- [Prompt]: Rescale the data, starting at the line containing "For every instance of the juvenile" and ending at the line containing "pixel 268 223", and return only those lines with all other text unchanged. Multiply each pixel coordinate in them by 1.5, rounding to whole numbers with halves rounded up.

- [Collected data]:
============
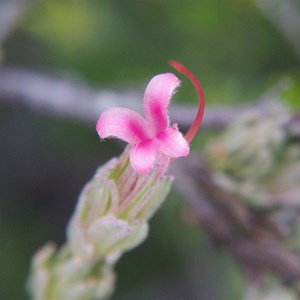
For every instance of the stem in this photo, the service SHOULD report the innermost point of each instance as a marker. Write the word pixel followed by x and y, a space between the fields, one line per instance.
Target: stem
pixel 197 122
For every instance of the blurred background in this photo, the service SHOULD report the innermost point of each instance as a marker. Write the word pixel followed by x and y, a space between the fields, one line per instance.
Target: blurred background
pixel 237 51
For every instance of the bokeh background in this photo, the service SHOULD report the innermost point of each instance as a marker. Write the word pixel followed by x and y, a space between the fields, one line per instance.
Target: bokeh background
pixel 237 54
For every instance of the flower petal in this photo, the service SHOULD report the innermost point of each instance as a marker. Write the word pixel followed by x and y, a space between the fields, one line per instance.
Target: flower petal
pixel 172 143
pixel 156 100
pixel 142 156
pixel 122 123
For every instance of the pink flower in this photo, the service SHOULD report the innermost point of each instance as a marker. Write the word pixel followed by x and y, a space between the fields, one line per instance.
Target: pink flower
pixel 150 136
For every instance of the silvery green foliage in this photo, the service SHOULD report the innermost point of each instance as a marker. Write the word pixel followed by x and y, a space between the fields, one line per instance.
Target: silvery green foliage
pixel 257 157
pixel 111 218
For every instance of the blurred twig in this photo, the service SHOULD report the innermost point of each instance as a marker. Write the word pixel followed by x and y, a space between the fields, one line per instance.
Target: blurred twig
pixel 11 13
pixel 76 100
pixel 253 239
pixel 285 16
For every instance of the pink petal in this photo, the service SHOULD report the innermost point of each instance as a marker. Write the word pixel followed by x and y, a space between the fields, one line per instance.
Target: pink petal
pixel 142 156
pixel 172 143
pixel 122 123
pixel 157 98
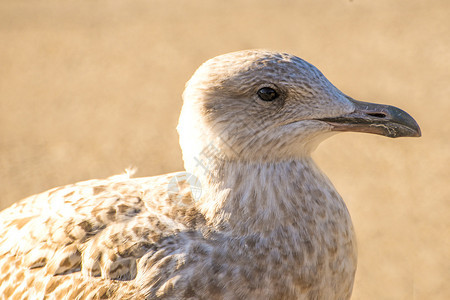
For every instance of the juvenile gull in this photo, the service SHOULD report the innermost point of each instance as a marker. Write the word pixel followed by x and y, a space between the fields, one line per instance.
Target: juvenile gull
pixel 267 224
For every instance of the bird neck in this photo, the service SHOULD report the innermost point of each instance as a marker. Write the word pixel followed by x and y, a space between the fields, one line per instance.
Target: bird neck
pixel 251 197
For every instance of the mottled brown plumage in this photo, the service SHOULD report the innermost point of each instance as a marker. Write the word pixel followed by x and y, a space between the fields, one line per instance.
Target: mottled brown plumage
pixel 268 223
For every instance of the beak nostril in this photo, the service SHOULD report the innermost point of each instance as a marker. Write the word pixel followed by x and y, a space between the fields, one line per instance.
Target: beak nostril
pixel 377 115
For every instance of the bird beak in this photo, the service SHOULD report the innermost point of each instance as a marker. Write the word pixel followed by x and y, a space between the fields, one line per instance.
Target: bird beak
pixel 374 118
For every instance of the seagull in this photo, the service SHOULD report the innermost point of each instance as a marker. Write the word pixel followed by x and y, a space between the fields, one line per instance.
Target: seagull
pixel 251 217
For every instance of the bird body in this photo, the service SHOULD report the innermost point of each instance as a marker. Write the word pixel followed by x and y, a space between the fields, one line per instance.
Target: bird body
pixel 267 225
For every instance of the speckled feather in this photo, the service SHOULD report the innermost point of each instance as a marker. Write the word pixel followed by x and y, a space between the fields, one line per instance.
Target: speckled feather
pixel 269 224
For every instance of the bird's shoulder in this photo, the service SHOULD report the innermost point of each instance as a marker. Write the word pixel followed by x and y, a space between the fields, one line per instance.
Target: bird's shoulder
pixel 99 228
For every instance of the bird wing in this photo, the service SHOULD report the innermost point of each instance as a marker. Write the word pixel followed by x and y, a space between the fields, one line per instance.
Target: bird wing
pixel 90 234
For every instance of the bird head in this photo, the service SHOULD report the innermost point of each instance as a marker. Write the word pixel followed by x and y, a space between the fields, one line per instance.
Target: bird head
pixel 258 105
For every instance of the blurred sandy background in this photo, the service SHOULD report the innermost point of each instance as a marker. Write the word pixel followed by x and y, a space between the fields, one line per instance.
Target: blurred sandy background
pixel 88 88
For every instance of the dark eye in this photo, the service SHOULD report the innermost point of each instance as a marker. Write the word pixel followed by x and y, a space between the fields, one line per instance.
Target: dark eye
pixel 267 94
============
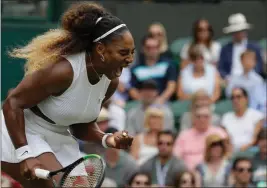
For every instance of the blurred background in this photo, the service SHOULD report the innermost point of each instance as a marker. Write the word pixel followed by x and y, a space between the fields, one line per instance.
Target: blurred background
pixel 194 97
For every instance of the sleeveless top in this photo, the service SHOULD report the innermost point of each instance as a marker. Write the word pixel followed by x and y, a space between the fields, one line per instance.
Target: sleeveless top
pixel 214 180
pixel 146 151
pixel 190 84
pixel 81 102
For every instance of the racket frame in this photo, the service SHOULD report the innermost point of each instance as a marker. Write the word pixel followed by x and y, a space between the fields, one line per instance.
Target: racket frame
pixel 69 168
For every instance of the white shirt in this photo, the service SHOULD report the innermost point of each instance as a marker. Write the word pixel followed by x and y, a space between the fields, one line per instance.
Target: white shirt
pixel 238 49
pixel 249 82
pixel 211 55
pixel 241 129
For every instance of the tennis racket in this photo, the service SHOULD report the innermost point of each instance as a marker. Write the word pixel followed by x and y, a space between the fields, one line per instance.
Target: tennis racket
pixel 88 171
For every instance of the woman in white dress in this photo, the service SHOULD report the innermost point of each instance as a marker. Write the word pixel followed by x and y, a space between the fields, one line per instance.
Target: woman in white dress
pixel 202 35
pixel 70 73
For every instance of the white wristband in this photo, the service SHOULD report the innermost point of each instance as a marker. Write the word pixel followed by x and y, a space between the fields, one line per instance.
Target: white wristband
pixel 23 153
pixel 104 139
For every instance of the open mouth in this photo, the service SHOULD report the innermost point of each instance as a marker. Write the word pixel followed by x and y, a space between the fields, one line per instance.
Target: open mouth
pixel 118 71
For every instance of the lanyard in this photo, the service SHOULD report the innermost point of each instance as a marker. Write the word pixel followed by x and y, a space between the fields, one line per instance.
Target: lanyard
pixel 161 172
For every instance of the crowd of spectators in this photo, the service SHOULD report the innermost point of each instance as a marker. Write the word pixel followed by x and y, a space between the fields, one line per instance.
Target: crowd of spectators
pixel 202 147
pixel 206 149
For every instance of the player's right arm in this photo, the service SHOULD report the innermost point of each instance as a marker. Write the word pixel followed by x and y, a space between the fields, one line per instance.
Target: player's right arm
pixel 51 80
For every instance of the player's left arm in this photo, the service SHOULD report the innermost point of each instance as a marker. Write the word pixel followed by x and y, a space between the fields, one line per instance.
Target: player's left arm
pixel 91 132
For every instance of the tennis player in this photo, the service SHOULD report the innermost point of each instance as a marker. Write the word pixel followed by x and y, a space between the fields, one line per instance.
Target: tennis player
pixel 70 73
============
- [Task solution]:
For every instance of the juvenile gull in this photo, the service SHOULD report the innermost point of each instance as a marker. Write the word pixel followed by x and y, a space between the fields, one line per instance.
Target: juvenile gull
pixel 401 336
For every instance of the bird neck in this photo, the service SHOULD report the innermost point of each instance as a marker. Write the word pixel followed by x and y, a space between the fields, one line per instance.
Target: bird neck
pixel 377 296
For every instance of the mottled brown plumage in this photo, the service SHOULD report the innermost point of each instance as a marker. Write the word pixel followed by x and y, a space between the fields, one line per instance.
Target: mottled brown plumage
pixel 402 335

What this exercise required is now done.